**EXERCISE BRIEF:** List every sum of money in pounds that the article about Johnston Press mentions.

**PASSAGE GIVEN:**
────────────────

Johnston Press runs out of paper

  • Published
  • Edinburgh-based Johnston Press is being put into administration, and its assets transferred to bondholders.

  • The new owners want to show commitment to staff, suppliers and customers, with a cut in debt and £35m extra to keep more than 200 titles going. That commitment does not extend to the pension fund.

  • Johnston's biggest shareholder plans legal moves to unwind the administration.

Plunging Johnston Press into administration may be one of the better outcomes for the papers and websites the company has controlled - many of them important to communities from Fraserburgh to Eastbourne.

The bondholders have been taking nearly £20m a year out of the business annually at a eye-watering interest rate of more than 8% on the £220m debt.

To pay that and reduce the debt pile, the titles have taken savage cuts to costs, with little left to invest in the transition to digital news publishing. It has hugely hobbled one of Britain's largest news publishers at a time it needed to invest heavily in change.

Management had made progress in getting the debt down. Having splurged on local titles in the pre-crash years of cheap credit, the debt peaked at nearly £800m.

In 2005 alone, Johnston spent around £500m on buying newspapers, including £160m for The Scotsman stable of titles in Edinburgh.

The financial crash wasn't the main problem - it was carrying debt in an industry where readers and revenue were in sharp decline. The chief executive David King now says that there was no way of knowing back in 2005 what Facebook and other internet giants would do to the advertising base.

────────────────

**SUPPLIED INFORMATION:**
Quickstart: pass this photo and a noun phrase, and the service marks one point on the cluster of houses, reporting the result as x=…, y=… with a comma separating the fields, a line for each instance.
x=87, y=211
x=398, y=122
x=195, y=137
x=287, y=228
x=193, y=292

────────────────

**THE RESULT:** £35m, nearly £20m, £220m, nearly £800m, around £500m, £160m